TRAVAIL DEMANDÉ
Recopiez sans rien changer le passage de l'article ci-dessous sur le retrait israélien du Liban-Sud qui s'ouvre sur les mots « Le processus de » et se clôt sur « volets des négociations. ».

TEXTE PRÉSENTÉ
........

FIN DE LA MISSION DE LARSEN
CONFIRMATION PROCHAINE ET DÉFINITIVE DE LA “LIGNE BLEUE”
Le retrait de “Tsahal” du Liban-Sud et les conditions dans lesquelles il s’est effectué, vont-ils provoquer un choc salutaire au niveau régional en faveur de l’achèvement d’une paix globale juste et équitable?
Le processus de paix au Proche-Orient semble reprendre du tonus et deux faits majeurs ont marqué l’actualité. D’une part, la mise au point du rapport de M. Roed-Larsen, envoyé spécial de l’ONU, confirmant le retrait israélien du Liban-Sud en vertu de la 425 et la visite de trois jours que vient d’effectuer dans la région Mme Madeleine Albright, secrétaire d’Etat américain, dépêchée par le président Clinton en vue de réactiver les différents volets des négociations.

POINTS LITIGIEUX
L’envoyé spécial de l’ONU au Proche-Orient a annoncé dans le cadre d’une conférence de presse tenue au siège de l’ESCWA à Beyrouth, que les experts onusiens ont achevé le travail qui leur avait été confié par M. Kofi Annan. La mission de M. Larsen et de son équipe visait à confirmer le retrait de “Tsahal”, au-delà d’une ligne définie par l’ONU, conformément à la résolution 425 du Conseil de Sécurité.

........

DONNÉES DISPONIBLES
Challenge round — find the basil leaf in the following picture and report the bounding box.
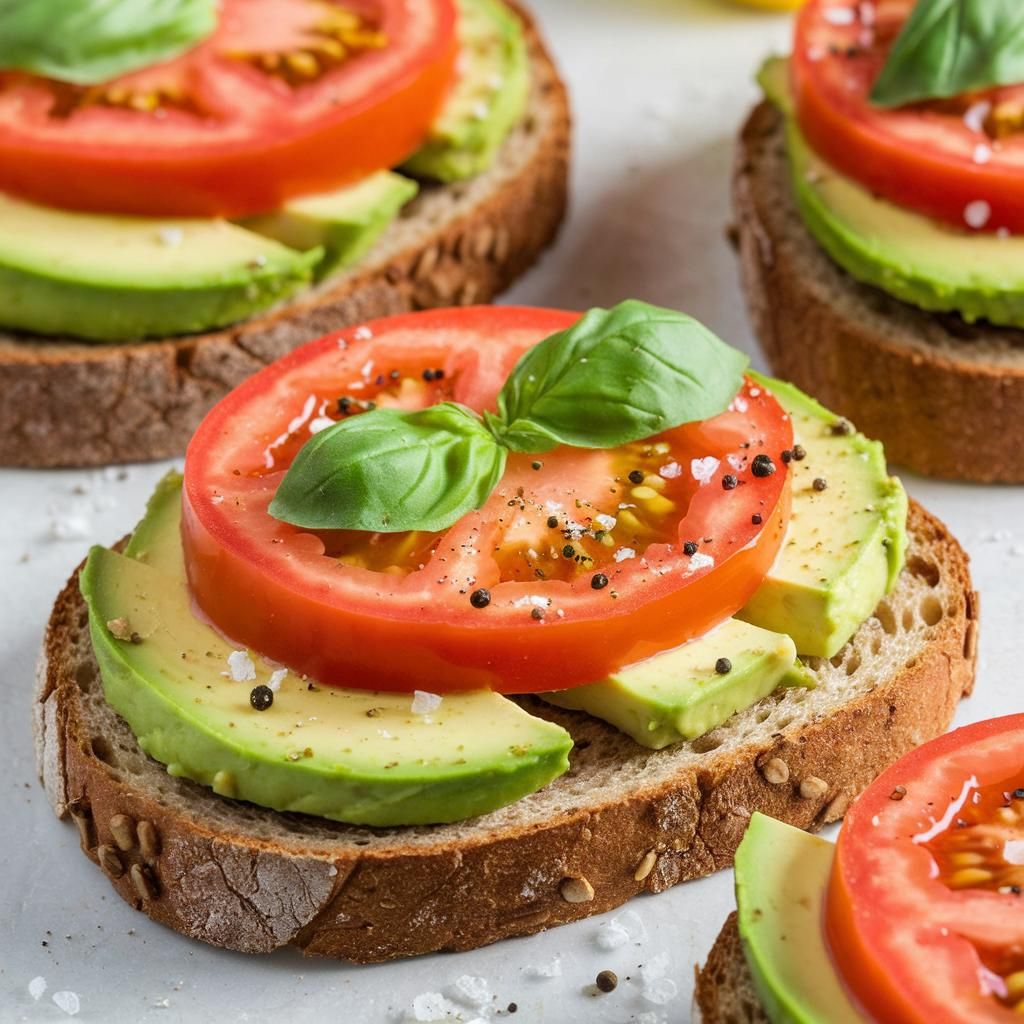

........

CORRIGÉ
Le processus de paix au Proche-Orient semble reprendre du tonus et deux faits majeurs ont marqué l’actualité. D’une part, la mise au point du rapport de M. Roed-Larsen, envoyé spécial de l’ONU, confirmant le retrait israélien du Liban-Sud en vertu de la 425 et la visite de trois jours que vient d’effectuer dans la région Mme Madeleine Albright, secrétaire d’Etat américain, dépêchée par le président Clinton en vue de réactiver les différents volets des négociations.